Texto fornecido.
Lindo! Parabens...R*

Ledbetter disse...

Não sei se fiz bem publicar este texto, custa-me imenso relê-lo...Mas o que está feito, feito está! (ou será, feio está?)
Anyway............
Thanx a million, babe!;)

Mooncry disse...

Ainda bem que o publicaste!
Lembro-me há uns tempos atrás de um outro texto teu, uma espécie de ode/homenagem (não sei como lhe chamar)ao teu avô. E foi um dos textos mais bonitos que li... tão bom que ainda me lembro dele, e já o li há bastante tempo (acho).

Pelos vistos faz-te bem escrever sobre estas "coisas", ou pelo menos a nós faz-nos muito bem porque temos imenso prazer ao lê-los(falo por mim claro, mas pelos vistos não sou a única)! Portanto não pares de os publicar, mesmo que não te soem muito bem... acredita que estão muito bem escritos!
*

Ledbetter disse...

Dados fornecidos.

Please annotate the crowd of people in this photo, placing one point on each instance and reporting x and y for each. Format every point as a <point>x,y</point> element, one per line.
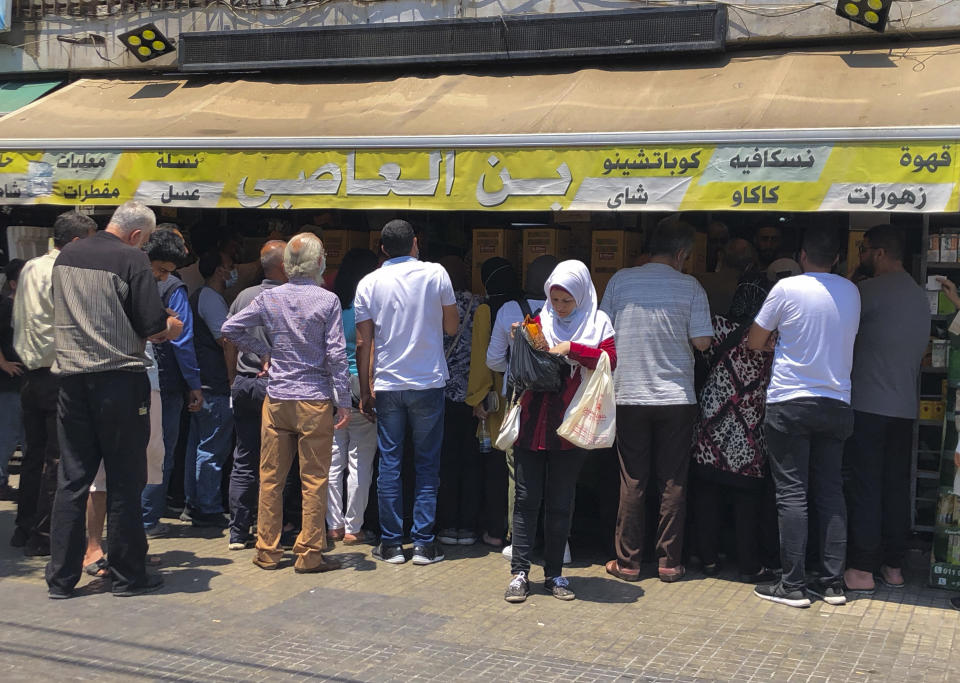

Faça isto.
Atualize o trecho do texto fornecido que abre com as palavras que contêm "Ainda bem que" e fecha em "bastante tempo (acho).", pondo "pai" no lugar de "avô". Este material não tem qualquer papel aqui.

Resolução do exercício.
Ainda bem que o publicaste!
Lembro-me há uns tempos atrás de um outro texto teu, uma espécie de ode/homenagem (não sei como lhe chamar)ao teu pai. E foi um dos textos mais bonitos que li... tão bom que ainda me lembro dele, e já o li há bastante tempo (acho).